__Stored items__
-*-
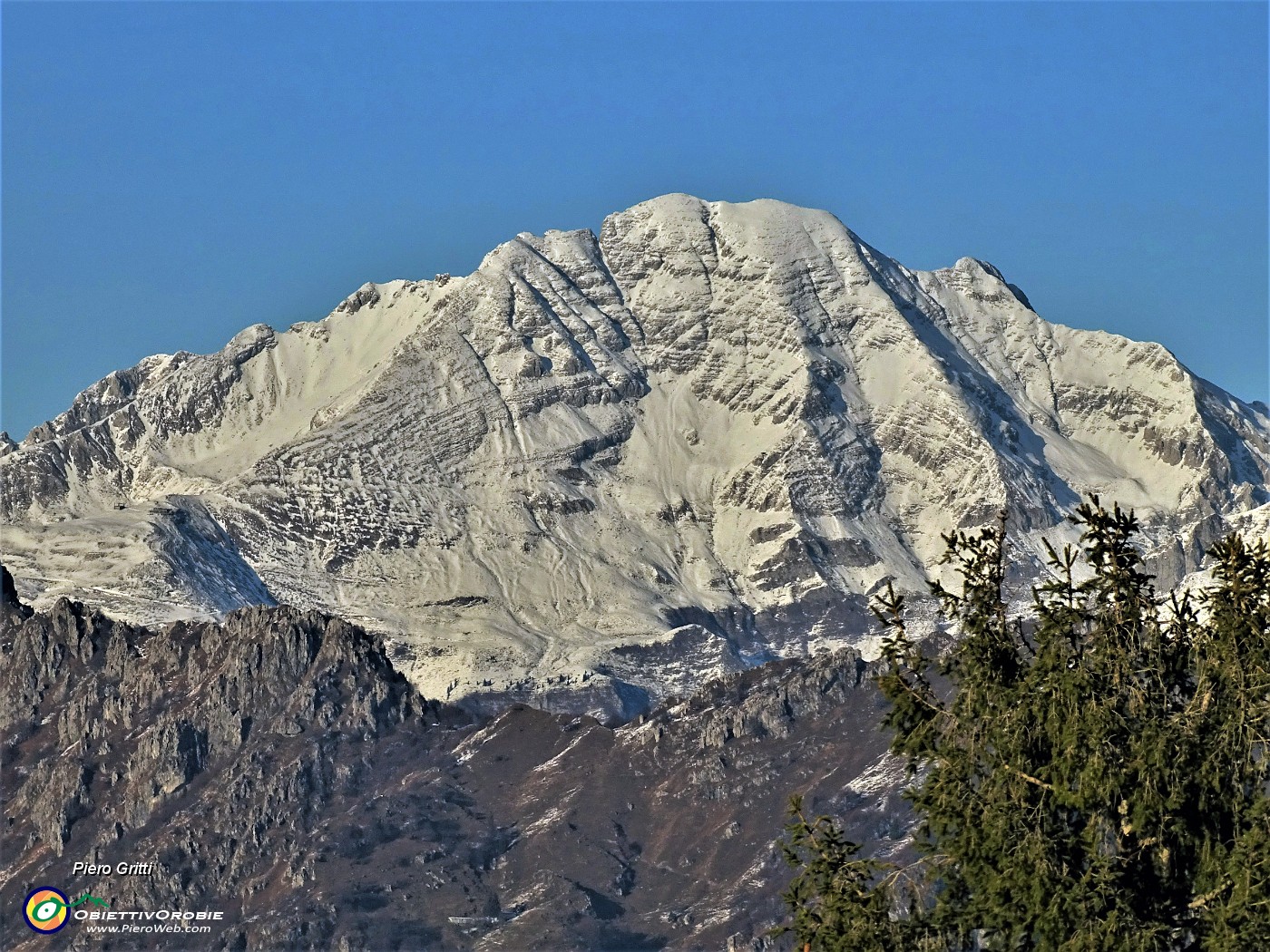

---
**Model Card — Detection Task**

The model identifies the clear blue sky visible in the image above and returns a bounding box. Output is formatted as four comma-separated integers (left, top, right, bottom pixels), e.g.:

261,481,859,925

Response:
-*-
__YOUR TASK__
Write out the lines above word for word, leaving out the picture.

__EXERCISE RESULT__
---
**Model Card — Detection Task**

The model identifies the clear blue sky visible in the image above and returns a bounding box. Output is formatted as four comma-separated integers (left, top, right, bottom pixels), e.g.:

261,481,859,925

Response:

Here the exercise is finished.